• **Text shown**:

By Art Pine, Times staff writer
The Los Angeles Times (Washington edition)
July 11, 1995
This text was retyped for readability, cross reference, and comment.
Training: A section of Camp Lejeune becomes a foreign city under siege. Strategists see deployments to such areas all but certain in post-Cold War world.
Jacksonville, NC--This starkly painted, vaguely European-style village seems bucolic in the heat of the morning sun. But to the approaching Marines in Capt. Mark Sumner's Echo Company, it is fraught with potential danger--and visions of what may lie ahead in Bosnia.
Hidden behind windows and on rooftops, camouflaged guerrillas open up op with rife and machine-guns fire, zapping a couple of Echo Company Marines before they can take cover in a deserted side street. A few seconds later, a bomb explodes only a few yards away.
There is no need to worry. The guerrillas are firing blanks, the explosion is harmless--better suited for a film set than a battle zone--and the killing is make-believe.
But the message to Echo Company is clear: Learn what you can about urban warfare at the US Urban Training Facility, and you will be that much better off if you are deployed somewhere like Bosnia of Somalia.

• **Set problem 1**: Return each line in the records below that contains the word "woman".

• **The records**:
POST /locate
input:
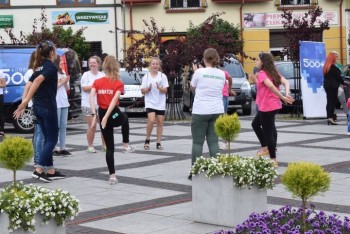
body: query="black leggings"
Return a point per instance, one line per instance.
(108, 136)
(265, 129)
(332, 98)
(2, 122)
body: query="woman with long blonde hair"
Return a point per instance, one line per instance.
(108, 90)
(332, 81)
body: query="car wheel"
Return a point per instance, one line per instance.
(247, 111)
(25, 123)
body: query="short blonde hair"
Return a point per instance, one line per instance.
(111, 67)
(159, 61)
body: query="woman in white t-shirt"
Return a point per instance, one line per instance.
(62, 110)
(155, 86)
(208, 83)
(87, 80)
(2, 85)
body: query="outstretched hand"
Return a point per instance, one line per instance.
(288, 99)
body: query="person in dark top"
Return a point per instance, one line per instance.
(332, 81)
(43, 91)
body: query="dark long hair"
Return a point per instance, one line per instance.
(330, 60)
(43, 51)
(31, 60)
(269, 67)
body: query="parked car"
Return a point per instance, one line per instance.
(240, 85)
(14, 64)
(133, 99)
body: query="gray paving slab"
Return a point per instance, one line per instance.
(153, 194)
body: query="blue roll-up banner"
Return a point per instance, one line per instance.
(312, 59)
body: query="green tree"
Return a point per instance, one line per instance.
(14, 153)
(305, 180)
(63, 38)
(228, 127)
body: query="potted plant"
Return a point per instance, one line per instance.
(27, 207)
(304, 180)
(227, 127)
(227, 189)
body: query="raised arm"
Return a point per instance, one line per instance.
(272, 87)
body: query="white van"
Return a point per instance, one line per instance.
(133, 100)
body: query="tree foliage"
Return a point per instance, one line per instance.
(305, 28)
(214, 32)
(62, 37)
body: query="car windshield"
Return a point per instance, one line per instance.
(234, 69)
(286, 70)
(131, 78)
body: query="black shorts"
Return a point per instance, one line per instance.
(158, 112)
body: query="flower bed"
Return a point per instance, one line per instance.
(246, 171)
(287, 220)
(28, 200)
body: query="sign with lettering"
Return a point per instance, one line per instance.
(6, 21)
(262, 20)
(79, 17)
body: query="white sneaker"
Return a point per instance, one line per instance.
(223, 146)
(113, 180)
(129, 149)
(91, 149)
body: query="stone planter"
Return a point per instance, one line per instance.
(49, 228)
(217, 201)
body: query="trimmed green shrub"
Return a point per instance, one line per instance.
(14, 153)
(228, 127)
(305, 180)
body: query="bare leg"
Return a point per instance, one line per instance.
(90, 134)
(150, 123)
(160, 121)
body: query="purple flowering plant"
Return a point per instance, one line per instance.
(288, 220)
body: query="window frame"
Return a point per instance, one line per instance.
(75, 4)
(185, 4)
(4, 5)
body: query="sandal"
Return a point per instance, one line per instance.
(159, 146)
(146, 146)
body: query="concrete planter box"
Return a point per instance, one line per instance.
(49, 228)
(217, 201)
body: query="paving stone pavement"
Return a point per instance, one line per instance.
(153, 194)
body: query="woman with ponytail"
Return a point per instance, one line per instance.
(108, 90)
(43, 91)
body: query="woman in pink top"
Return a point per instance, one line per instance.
(268, 100)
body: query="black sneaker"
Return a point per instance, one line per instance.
(56, 176)
(65, 152)
(189, 176)
(41, 176)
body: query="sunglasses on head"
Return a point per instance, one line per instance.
(49, 44)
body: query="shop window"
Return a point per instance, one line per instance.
(296, 3)
(77, 3)
(184, 3)
(4, 3)
(174, 6)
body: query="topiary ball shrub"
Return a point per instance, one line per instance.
(228, 127)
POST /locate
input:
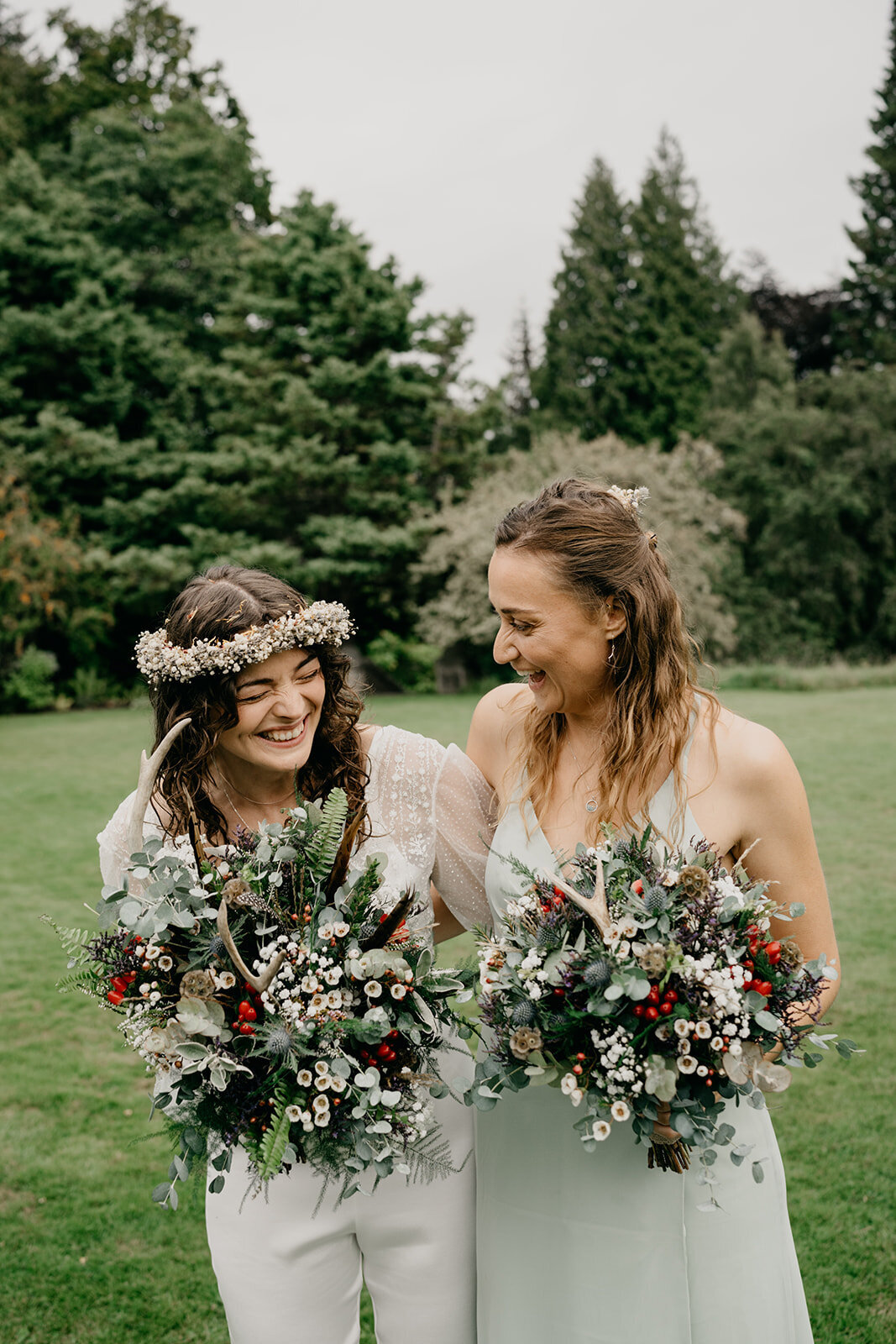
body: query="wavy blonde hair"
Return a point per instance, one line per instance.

• **Set problem 2**: Go on with the article above about Marine urban warfare training at Camp Lejeune, starting after its final sentence.

• **Answer 1**:
body: query="woman with long blonde hair"
body: query="woman in white t-shirt"
body: query="woman with ponytail"
body: query="woman in pink top"

• **Answer 2**:
A full scale mock-up of a village, the MOUT Facility, as it is called, is not actually new now. It opened in 1990 as a replacement for Combat Town, a collection of wooden shacks that the Marines had previously used to simulated urban fighting.
The facility is receiving new emphasis now as the Marine Corps--along with light infantry units and commando forces from the Army, Navy, and Air Force--step up their training for urban warfare encounters, which seem all but certain in post-Cold War deployments.
During Cold War days, US military strategists figured that the bulk of any US-Soviet ground fighting most likely would involve fast-moving tanks and armored vehicles and probably would occur away from major cities. The Persian Gulf War, in 1991, was mainly a desert battle.
But in the years since US troops increasingly have been deployed to relatively small countries--Somalia and Haiti are two examples--where keeping cities under control is the key to maintaining overall security. That means SWAT-style approach--a specialty here.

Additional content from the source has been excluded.